● OBJECTIVE
Collect every line of the entries below that contains the string "wall", copying each line in full.

Contour annotation entries:
>>>

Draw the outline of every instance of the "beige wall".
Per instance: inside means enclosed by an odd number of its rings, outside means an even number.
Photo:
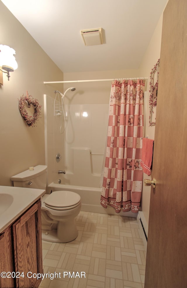
[[[63,85],[43,82],[63,79],[63,74],[1,1],[0,11],[0,44],[14,49],[18,64],[9,81],[3,73],[0,85],[0,185],[11,186],[11,176],[45,164],[44,94],[53,96]],[[27,90],[42,106],[34,127],[25,124],[18,108],[18,99]]]
[[[149,100],[150,95],[149,91],[150,73],[154,65],[156,63],[158,60],[160,58],[162,18],[163,14],[162,14],[158,22],[157,27],[153,35],[140,67],[140,74],[141,75],[143,75],[144,76],[149,77],[147,81],[146,89],[146,91],[148,92],[147,93],[146,98],[145,99],[145,101],[144,102],[145,110],[146,111],[146,114],[145,117],[145,136],[148,136],[149,138],[151,139],[154,139],[155,126],[150,126],[149,122]],[[152,177],[152,175],[151,174],[150,176],[148,176],[146,174],[144,173],[144,180],[145,178],[151,179]],[[143,185],[141,202],[141,209],[142,211],[143,215],[141,215],[141,218],[143,218],[143,221],[144,219],[145,221],[145,223],[144,223],[143,224],[147,233],[148,230],[150,194],[150,186],[146,187]],[[142,220],[143,220],[142,218]]]

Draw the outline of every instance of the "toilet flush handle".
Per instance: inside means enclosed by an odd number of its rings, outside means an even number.
[[[25,183],[25,185],[31,185],[31,184],[32,184],[32,182],[31,182],[31,181],[30,181],[28,183]]]

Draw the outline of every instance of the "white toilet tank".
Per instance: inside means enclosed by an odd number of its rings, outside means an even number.
[[[34,170],[29,169],[11,177],[15,187],[46,189],[47,168],[45,165],[38,165]]]

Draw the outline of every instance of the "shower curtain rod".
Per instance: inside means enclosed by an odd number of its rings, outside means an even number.
[[[139,79],[141,80],[147,80],[148,79],[148,77],[142,77],[141,78],[118,78],[117,79],[96,79],[95,80],[74,80],[70,81],[51,81],[51,82],[44,82],[44,84],[52,84],[54,83],[75,83],[79,82],[98,82],[104,81],[115,81],[115,80],[137,80],[137,79]]]

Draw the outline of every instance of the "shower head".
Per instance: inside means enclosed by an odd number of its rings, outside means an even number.
[[[67,90],[66,90],[65,92],[63,94],[64,96],[65,96],[65,94],[66,92],[67,92],[69,90],[71,90],[71,91],[75,91],[76,90],[75,88],[75,87],[70,87],[70,88],[68,88]]]

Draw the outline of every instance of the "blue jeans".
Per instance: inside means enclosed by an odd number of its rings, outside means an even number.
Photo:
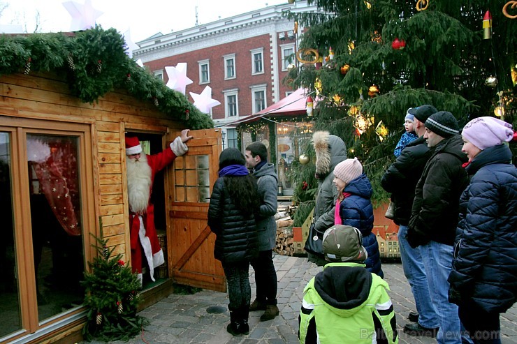
[[[449,282],[453,261],[453,246],[436,241],[420,246],[425,267],[429,293],[438,315],[440,329],[438,344],[461,344],[461,324],[458,306],[449,301]]]
[[[439,327],[438,315],[431,301],[423,266],[420,247],[413,248],[406,240],[407,226],[401,225],[398,227],[398,246],[400,248],[400,260],[402,262],[404,274],[411,286],[415,299],[416,311],[418,312],[418,324],[423,327],[435,329]]]

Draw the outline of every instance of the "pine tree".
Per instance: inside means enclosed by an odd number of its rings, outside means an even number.
[[[88,263],[91,272],[85,272],[81,282],[86,290],[85,306],[89,308],[82,334],[87,341],[127,341],[147,323],[136,315],[140,282],[122,255],[112,257],[115,248],[108,248],[107,240],[96,239],[98,255]]]
[[[349,156],[363,163],[374,202],[387,199],[380,179],[394,160],[409,107],[433,105],[452,112],[463,126],[494,116],[502,105],[504,119],[515,120],[517,20],[503,15],[506,1],[418,0],[421,11],[414,0],[307,2],[318,10],[286,15],[307,28],[300,50],[317,51],[322,66],[298,63],[284,82],[318,95],[315,130],[340,136]],[[492,35],[483,39],[488,10]],[[327,58],[330,47],[333,59]],[[298,57],[314,58],[307,51]],[[488,82],[490,76],[497,84]],[[311,165],[296,171],[297,180],[310,175]]]

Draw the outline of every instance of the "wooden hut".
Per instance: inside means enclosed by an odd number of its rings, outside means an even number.
[[[221,150],[208,116],[127,57],[114,29],[0,41],[0,343],[82,339],[94,236],[131,264],[126,133],[153,154],[196,129],[154,181],[166,258],[156,282],[144,280],[140,308],[174,283],[224,291],[206,223]]]

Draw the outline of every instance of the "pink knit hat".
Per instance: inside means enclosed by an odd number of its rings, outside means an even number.
[[[479,149],[510,142],[514,137],[511,124],[494,117],[478,117],[465,124],[462,136]]]
[[[357,158],[346,159],[334,167],[334,177],[337,177],[347,184],[363,174],[363,165]]]

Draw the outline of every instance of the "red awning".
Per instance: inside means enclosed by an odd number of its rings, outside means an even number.
[[[265,109],[245,118],[240,123],[257,121],[264,117],[301,116],[307,114],[307,90],[298,89]],[[315,97],[313,97],[315,98]],[[316,102],[314,102],[316,103]]]

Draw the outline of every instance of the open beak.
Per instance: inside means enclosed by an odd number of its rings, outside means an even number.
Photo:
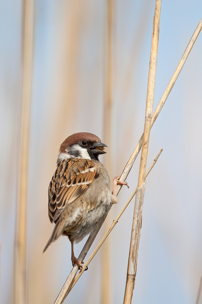
[[[105,153],[106,153],[106,152],[104,151],[105,147],[107,147],[107,146],[100,141],[98,141],[96,143],[94,143],[92,147],[89,148],[91,150],[93,150],[94,153],[96,154],[104,154]]]

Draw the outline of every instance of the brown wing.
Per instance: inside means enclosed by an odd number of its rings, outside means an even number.
[[[87,160],[73,159],[59,165],[49,188],[49,215],[55,222],[63,210],[93,182],[96,170]]]

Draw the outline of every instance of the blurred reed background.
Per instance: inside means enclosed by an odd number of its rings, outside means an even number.
[[[70,243],[65,238],[42,253],[53,229],[48,216],[47,189],[60,144],[81,131],[96,134],[107,144],[104,141],[109,141],[109,153],[102,161],[110,165],[111,180],[121,173],[143,132],[155,1],[110,2],[109,51],[109,0],[34,2],[26,248],[29,304],[53,303],[72,268]],[[18,0],[1,2],[0,290],[4,304],[14,300],[22,6]],[[154,108],[202,12],[199,0],[162,2]],[[188,304],[196,300],[202,274],[202,47],[201,33],[150,133],[148,165],[162,147],[163,152],[147,178],[132,303]],[[109,212],[109,226],[137,185],[139,161],[139,156],[127,179],[130,189],[123,188],[118,204]],[[109,237],[105,273],[109,284],[102,284],[99,252],[64,303],[123,303],[134,202]],[[107,228],[102,229],[89,254]],[[86,240],[75,246],[76,256]]]

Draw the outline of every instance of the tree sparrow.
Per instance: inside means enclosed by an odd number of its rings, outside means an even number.
[[[98,159],[106,153],[103,150],[107,147],[91,133],[69,136],[60,146],[49,188],[49,216],[56,226],[43,252],[61,234],[67,236],[72,245],[72,264],[76,263],[81,269],[82,264],[74,256],[74,242],[92,233],[110,204],[117,202],[117,184],[127,185],[117,177],[111,193],[109,174]]]

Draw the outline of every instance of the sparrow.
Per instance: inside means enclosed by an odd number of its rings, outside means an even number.
[[[106,153],[105,147],[91,133],[69,136],[60,146],[57,168],[49,187],[48,215],[56,225],[43,252],[60,235],[66,236],[71,243],[72,265],[76,263],[80,269],[82,264],[74,255],[74,243],[92,233],[110,204],[117,203],[117,184],[127,185],[116,177],[113,194],[110,192],[108,172],[98,158]]]

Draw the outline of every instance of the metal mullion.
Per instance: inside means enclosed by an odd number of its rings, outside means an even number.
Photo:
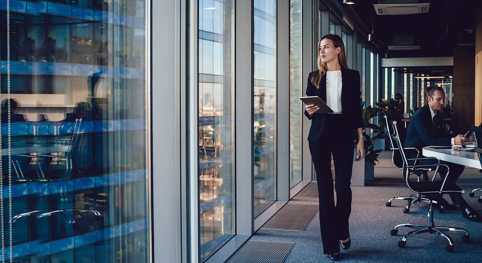
[[[308,85],[308,76],[309,72],[313,71],[316,68],[315,64],[316,60],[314,59],[318,55],[318,42],[316,38],[316,32],[318,31],[317,25],[318,22],[316,17],[318,14],[318,0],[305,0],[303,2],[302,12],[307,14],[310,13],[311,16],[303,16],[303,41],[302,46],[304,50],[305,57],[307,55],[309,54],[313,59],[304,59],[303,60],[302,72],[302,87],[306,87]],[[314,11],[315,13],[313,13]],[[311,16],[311,17],[310,17]],[[312,17],[313,19],[311,19]],[[309,51],[309,52],[307,52]],[[301,94],[304,96],[305,91],[302,88]],[[302,104],[302,105],[303,104]],[[303,138],[301,139],[302,143],[302,180],[307,180],[308,182],[311,180],[313,178],[313,171],[312,170],[311,154],[309,152],[309,145],[308,140],[306,138],[308,137],[308,133],[309,131],[311,121],[308,120],[308,118],[305,116],[304,110],[302,109],[301,111],[301,116],[300,118],[302,119],[302,132]]]
[[[186,258],[181,256],[182,242],[187,239],[182,237],[183,230],[180,223],[183,220],[181,175],[184,174],[181,171],[183,166],[181,157],[183,152],[181,112],[184,111],[182,109],[186,104],[181,101],[181,87],[185,84],[185,82],[181,80],[185,71],[181,70],[185,65],[181,62],[181,54],[186,46],[181,43],[181,32],[185,31],[182,28],[186,27],[185,21],[181,22],[182,0],[153,0],[152,9],[150,4],[146,5],[148,36],[146,44],[146,83],[148,87],[146,94],[148,109],[146,122],[147,129],[150,132],[147,143],[150,151],[148,153],[150,154],[148,154],[147,164],[150,179],[148,180],[150,195],[148,202],[151,206],[152,213],[151,262],[181,263],[182,260],[186,262]],[[152,27],[152,25],[166,26]],[[172,41],[163,41],[166,37]],[[153,88],[150,88],[151,86]],[[159,118],[155,114],[156,112],[164,114]],[[172,128],[165,129],[165,126]],[[166,138],[172,139],[164,139]],[[163,174],[171,176],[162,176]],[[154,201],[159,200],[170,201]]]
[[[187,96],[187,156],[188,168],[187,169],[187,175],[188,177],[187,187],[189,188],[188,210],[189,218],[189,233],[188,238],[190,240],[188,244],[190,255],[190,262],[197,263],[199,262],[200,241],[199,235],[199,158],[198,156],[198,140],[199,129],[199,8],[198,1],[192,0],[188,4],[188,50],[189,65],[187,65],[188,72],[187,74],[188,78],[188,87],[186,90],[188,92]]]
[[[277,199],[278,201],[287,201],[290,198],[290,107],[288,97],[290,83],[290,1],[279,0],[277,7],[276,127],[278,138],[277,147],[279,151],[276,155]]]
[[[254,3],[236,2],[234,16],[236,123],[235,187],[237,235],[254,234]],[[249,37],[247,37],[249,36]],[[248,110],[249,109],[249,110]],[[249,175],[249,176],[247,176]],[[237,198],[239,196],[240,198]]]

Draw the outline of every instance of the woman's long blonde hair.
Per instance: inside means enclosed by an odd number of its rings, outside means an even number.
[[[345,45],[343,44],[343,41],[341,38],[337,35],[330,34],[324,36],[318,41],[318,70],[311,75],[311,83],[313,83],[316,88],[320,88],[320,83],[321,81],[321,78],[326,72],[326,63],[321,62],[321,57],[320,56],[320,44],[321,43],[321,41],[323,39],[329,39],[333,42],[335,48],[339,47],[341,50],[338,55],[338,63],[340,63],[340,66],[342,68],[348,69],[348,66],[347,63],[347,54],[345,52]]]

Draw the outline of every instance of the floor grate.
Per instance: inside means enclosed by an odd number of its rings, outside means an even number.
[[[317,198],[318,198],[318,185],[316,182],[312,182],[305,187],[298,193],[298,194],[295,195],[293,199]]]
[[[228,263],[282,263],[295,243],[249,240]]]
[[[303,231],[319,208],[318,205],[288,203],[261,228]]]

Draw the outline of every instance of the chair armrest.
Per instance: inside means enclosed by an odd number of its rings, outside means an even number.
[[[49,155],[48,154],[40,154],[37,155],[38,156],[44,157],[51,157],[51,158],[60,158],[62,159],[71,159],[72,157],[67,157],[67,156],[59,156],[58,155]]]
[[[410,160],[424,160],[424,159],[435,159],[437,160],[438,161],[438,162],[437,163],[437,164],[440,164],[440,160],[439,160],[439,159],[437,158],[437,157],[421,157],[421,158],[412,158],[412,159],[407,159],[407,161],[409,161]]]
[[[38,155],[29,155],[28,154],[15,154],[12,155],[12,157],[13,159],[13,157],[15,156],[23,156],[23,157],[29,157],[31,158],[40,158],[40,157],[49,157],[49,158],[60,158],[62,159],[71,159],[72,157],[66,157],[66,156],[59,156],[58,155],[49,155],[48,154],[39,154]]]
[[[437,166],[437,169],[435,170],[436,172],[437,171],[437,170],[439,169],[439,166],[445,166],[445,167],[447,167],[447,174],[445,175],[445,178],[443,179],[443,181],[442,182],[442,186],[441,186],[440,190],[439,191],[439,194],[442,194],[442,191],[443,190],[443,186],[445,185],[445,181],[447,180],[447,178],[448,177],[449,173],[450,171],[450,168],[449,168],[449,166],[448,166],[448,165],[446,165],[445,164],[431,164],[431,165],[418,165],[418,166],[407,166],[407,168],[412,168],[412,167],[427,167],[427,166]],[[435,176],[434,176],[434,178],[435,178]],[[432,179],[432,180],[433,180],[433,179]],[[408,185],[408,174],[407,175],[406,181],[407,182],[407,185]]]

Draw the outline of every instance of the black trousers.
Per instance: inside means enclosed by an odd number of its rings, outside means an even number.
[[[444,161],[441,161],[440,163],[445,164],[449,166],[450,171],[449,172],[449,176],[446,181],[447,182],[455,182],[457,180],[457,179],[458,179],[459,177],[460,176],[462,173],[464,172],[464,169],[465,168],[465,166],[458,164],[454,164]],[[431,165],[436,163],[437,161],[434,159],[421,160],[417,162],[417,165]],[[434,166],[433,168],[435,169],[436,167],[436,166]],[[439,175],[440,176],[440,179],[443,180],[447,175],[447,167],[444,166],[439,166],[437,172],[439,173]],[[455,206],[461,203],[465,203],[465,200],[462,197],[462,194],[460,193],[451,193],[448,194],[450,196],[450,199],[452,199],[452,203]],[[429,197],[431,197],[431,196]],[[436,198],[435,200],[436,200],[437,199]]]
[[[340,252],[339,240],[350,236],[348,220],[351,211],[351,168],[353,162],[354,131],[349,130],[343,114],[328,114],[323,131],[316,142],[309,142],[320,197],[320,224],[323,252]],[[331,155],[335,169],[335,206]]]

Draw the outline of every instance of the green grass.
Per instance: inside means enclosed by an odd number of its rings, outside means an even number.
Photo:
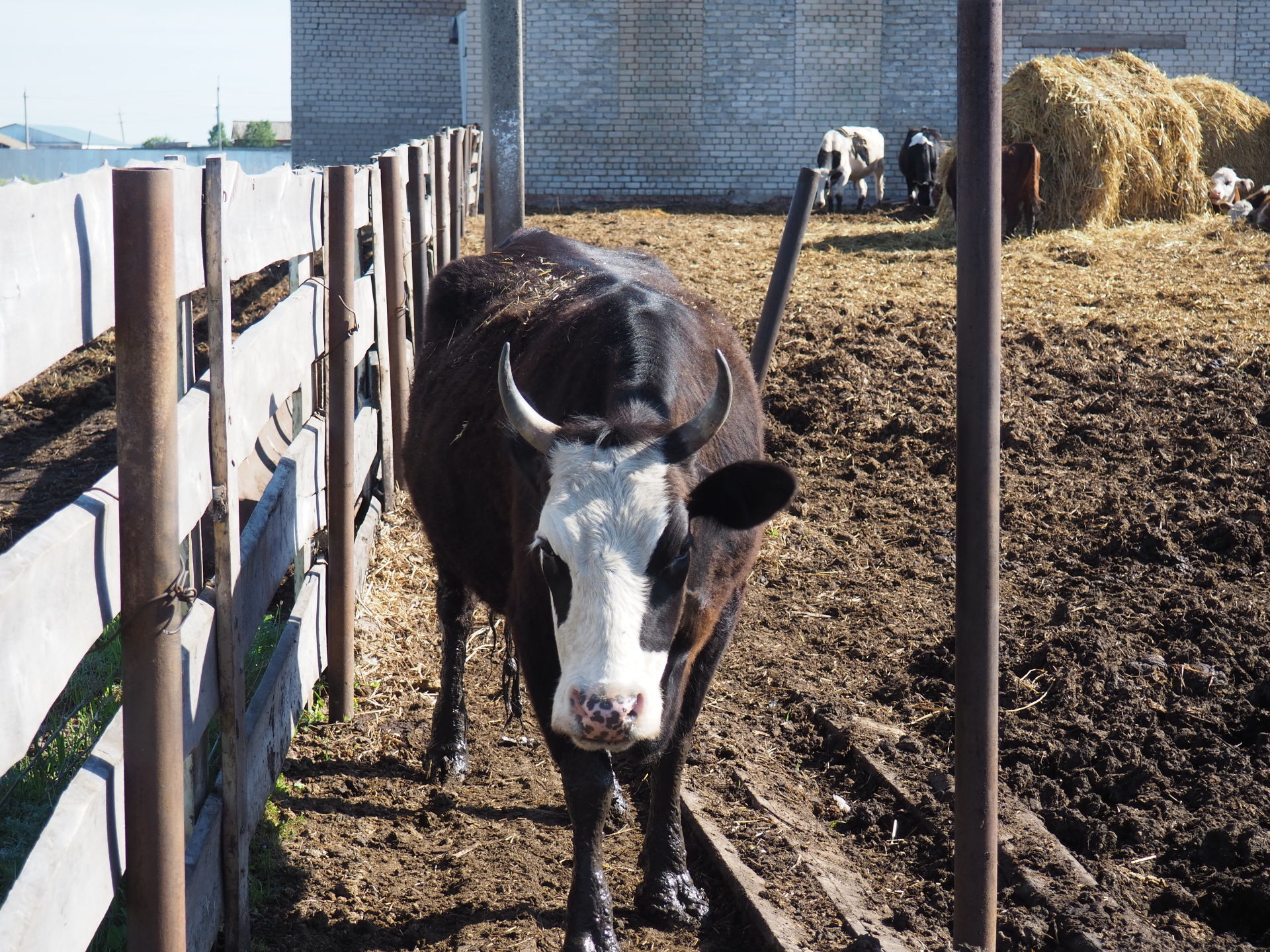
[[[244,659],[249,699],[260,685],[290,613],[290,600],[276,603],[273,611],[257,627],[255,637]],[[116,618],[110,622],[80,661],[65,691],[50,708],[27,755],[0,777],[0,902],[13,887],[27,856],[48,823],[48,817],[52,816],[58,797],[84,765],[105,725],[119,710],[122,651],[116,637],[118,621]],[[325,699],[315,698],[314,704],[305,710],[302,722],[325,721]],[[208,727],[210,746],[217,737],[218,718]],[[212,776],[218,770],[218,763],[213,763]],[[286,781],[279,778],[279,783]],[[286,790],[282,792],[286,793]],[[271,801],[265,806],[265,816],[259,828],[264,831],[267,845],[268,843],[277,845],[290,836],[292,825],[297,821],[298,817],[279,819],[277,805]],[[262,834],[258,831],[258,835]],[[272,856],[268,848],[263,848],[259,859],[263,872],[257,877],[260,882],[271,880],[269,871],[273,868],[271,863],[274,862]],[[264,889],[262,895],[271,889],[272,886]],[[102,920],[89,952],[122,952],[126,939],[127,916],[121,889]]]
[[[0,777],[0,901],[48,823],[57,798],[119,710],[116,618],[84,655],[27,755]]]

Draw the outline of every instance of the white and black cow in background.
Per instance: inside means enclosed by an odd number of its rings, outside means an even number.
[[[448,264],[424,327],[405,459],[442,626],[431,772],[467,770],[462,675],[480,599],[507,618],[564,781],[565,949],[618,948],[601,859],[616,751],[652,769],[635,901],[663,923],[700,922],[683,760],[761,527],[795,491],[762,459],[749,360],[652,255],[541,230]]]
[[[939,131],[926,126],[912,128],[904,136],[904,145],[899,147],[899,171],[908,185],[909,204],[922,208],[939,204],[935,170],[947,149]]]
[[[869,195],[867,175],[874,176],[878,185],[878,195],[874,204],[880,204],[884,193],[883,151],[885,143],[881,133],[867,126],[842,126],[829,129],[820,140],[820,151],[815,156],[817,168],[820,170],[820,184],[815,190],[813,208],[842,211],[842,197],[847,183],[852,182],[857,189],[856,211],[865,207],[865,198]],[[826,194],[828,192],[828,194]]]

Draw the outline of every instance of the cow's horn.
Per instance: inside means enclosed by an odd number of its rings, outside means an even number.
[[[551,449],[560,428],[530,406],[530,402],[517,390],[516,381],[512,378],[511,343],[503,344],[503,355],[498,362],[498,396],[503,401],[507,419],[512,421],[525,442],[540,453]]]
[[[728,360],[724,359],[723,350],[715,350],[715,364],[718,364],[719,378],[710,402],[702,406],[696,416],[662,439],[667,462],[677,463],[681,459],[687,459],[709,443],[723,426],[724,420],[728,419],[728,411],[732,410],[732,371],[728,369]]]

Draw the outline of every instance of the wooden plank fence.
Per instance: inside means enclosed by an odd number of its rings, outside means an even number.
[[[431,156],[437,154],[437,146],[450,150],[452,143],[465,156],[455,169],[456,180],[433,182]],[[424,182],[409,182],[410,145],[424,146]],[[391,480],[389,315],[385,268],[378,264],[385,228],[399,228],[396,244],[405,249],[406,283],[431,275],[438,258],[446,260],[434,246],[433,199],[461,194],[462,216],[476,211],[480,151],[481,135],[475,128],[443,129],[432,140],[390,150],[399,156],[403,170],[396,188],[404,215],[398,222],[384,221],[377,165],[354,170],[352,226],[371,226],[373,263],[354,281],[357,331],[352,343],[357,363],[363,372],[373,367],[380,383],[354,419],[354,485],[371,486],[373,494],[389,500],[391,486],[382,484],[385,472]],[[175,291],[184,297],[204,284],[204,175],[203,169],[184,165],[173,165],[171,171]],[[328,567],[315,559],[315,538],[326,527],[328,512],[328,433],[320,372],[326,352],[326,296],[324,282],[307,277],[307,259],[321,250],[325,240],[324,195],[323,173],[318,169],[246,175],[232,162],[222,162],[220,183],[224,281],[281,260],[292,261],[293,275],[290,294],[225,348],[226,364],[232,363],[232,373],[224,377],[232,416],[227,454],[232,463],[267,456],[273,468],[237,538],[240,567],[232,612],[240,632],[241,644],[235,646],[239,658],[287,571],[293,567],[297,579],[295,607],[260,685],[246,699],[239,778],[244,828],[250,831],[281,770],[300,712],[328,661]],[[0,274],[0,395],[113,325],[110,194],[108,169],[42,185],[13,183],[0,188],[0,260],[5,261]],[[414,255],[424,256],[419,269],[413,267]],[[408,310],[415,300],[406,287]],[[177,301],[173,305],[175,319],[183,308]],[[418,315],[408,315],[406,326],[418,327]],[[179,528],[187,536],[199,532],[213,495],[208,377],[204,373],[178,404]],[[283,416],[300,423],[281,440],[272,439],[277,434],[271,430],[278,429]],[[117,470],[105,473],[71,505],[0,555],[0,618],[5,619],[5,637],[0,638],[0,773],[27,755],[80,660],[119,613],[118,479]],[[358,588],[381,513],[381,501],[373,494],[356,536]],[[215,590],[208,579],[193,581],[207,588],[180,625],[187,757],[197,757],[201,746],[206,750],[208,725],[220,710]],[[127,862],[122,754],[126,710],[127,698],[61,795],[0,906],[0,948],[85,948],[109,908]],[[199,801],[197,814],[188,817],[185,848],[190,952],[212,947],[226,908],[221,859],[225,805],[218,784],[189,797],[196,806]]]

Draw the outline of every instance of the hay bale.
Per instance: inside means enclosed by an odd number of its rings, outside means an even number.
[[[1006,142],[1041,152],[1044,223],[1062,228],[1203,211],[1195,109],[1132,53],[1036,57],[1002,90]]]
[[[1179,76],[1173,89],[1199,116],[1205,175],[1224,165],[1259,185],[1270,182],[1270,105],[1212,76]]]

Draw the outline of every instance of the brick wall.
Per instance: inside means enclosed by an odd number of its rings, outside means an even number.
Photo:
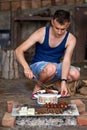
[[[0,10],[17,10],[19,8],[23,9],[30,9],[30,8],[40,8],[40,7],[47,7],[47,6],[57,6],[63,4],[76,4],[76,3],[84,3],[85,0],[0,0]]]

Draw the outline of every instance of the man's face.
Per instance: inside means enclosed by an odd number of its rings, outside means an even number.
[[[56,19],[52,20],[52,27],[56,37],[62,36],[67,28],[69,27],[70,22],[65,22],[64,24],[60,24]]]

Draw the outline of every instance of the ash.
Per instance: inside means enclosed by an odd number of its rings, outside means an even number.
[[[16,126],[29,127],[48,127],[48,126],[75,126],[77,125],[77,118],[74,116],[66,117],[17,117]]]

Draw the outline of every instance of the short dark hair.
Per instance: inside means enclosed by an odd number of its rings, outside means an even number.
[[[70,13],[65,10],[57,10],[53,15],[53,20],[56,19],[60,24],[70,22]]]

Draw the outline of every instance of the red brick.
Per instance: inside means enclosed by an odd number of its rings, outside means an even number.
[[[71,100],[71,103],[77,105],[77,108],[80,114],[82,112],[85,112],[85,104],[80,99]]]
[[[2,126],[14,127],[16,117],[13,117],[11,113],[6,112],[2,118]]]
[[[41,0],[32,0],[32,8],[40,8]]]
[[[8,113],[12,112],[13,105],[17,105],[18,102],[15,102],[13,100],[7,101],[7,111]]]
[[[87,115],[80,115],[77,117],[77,123],[80,126],[87,126]]]

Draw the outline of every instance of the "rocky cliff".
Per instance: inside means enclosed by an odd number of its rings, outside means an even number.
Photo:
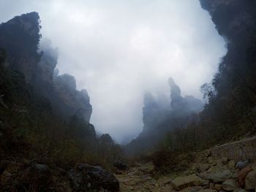
[[[180,88],[173,78],[169,78],[170,87],[170,106],[176,113],[199,112],[203,109],[203,102],[192,96],[181,96]]]
[[[56,114],[65,118],[78,115],[89,123],[92,107],[87,91],[78,91],[71,75],[53,78],[58,50],[49,40],[40,42],[39,23],[38,13],[31,12],[0,25],[0,47],[7,52],[7,66],[23,74],[36,93],[50,100]]]
[[[164,135],[174,128],[174,118],[184,118],[203,110],[203,104],[200,100],[192,96],[181,96],[180,88],[172,78],[169,79],[169,85],[170,103],[164,94],[159,94],[156,98],[151,93],[145,93],[143,129],[126,147],[129,152],[152,151]]]

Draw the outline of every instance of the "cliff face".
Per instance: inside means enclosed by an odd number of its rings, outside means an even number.
[[[55,74],[58,50],[49,40],[39,41],[39,17],[31,12],[0,25],[0,47],[6,50],[7,66],[25,77],[34,91],[50,100],[54,112],[65,118],[72,115],[89,123],[92,107],[87,91],[77,91],[74,77]]]
[[[203,109],[203,102],[192,96],[181,96],[180,88],[175,83],[173,78],[169,78],[170,88],[170,106],[174,112],[187,114],[199,112]]]
[[[15,17],[0,25],[0,47],[6,50],[8,67],[20,72],[32,83],[40,54],[37,53],[40,34],[38,13]]]
[[[202,7],[208,11],[219,34],[228,41],[242,40],[254,30],[255,1],[200,0]]]
[[[144,95],[143,108],[143,129],[127,147],[128,153],[151,152],[165,134],[174,128],[175,118],[189,117],[203,109],[202,101],[192,96],[181,96],[180,88],[169,79],[170,103],[164,94],[155,98],[151,93]]]

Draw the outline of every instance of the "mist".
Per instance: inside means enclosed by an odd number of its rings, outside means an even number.
[[[58,47],[57,68],[91,99],[96,129],[119,142],[142,130],[143,94],[165,93],[172,77],[181,94],[202,99],[226,53],[197,0],[0,0],[0,22],[38,12],[43,39]]]

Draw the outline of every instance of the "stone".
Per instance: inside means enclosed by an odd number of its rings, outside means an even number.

<<<

● RESPONSE TO THE TASK
Draw the outline of every instance of the "beige wall".
Draw the outline of every instance of the brick wall.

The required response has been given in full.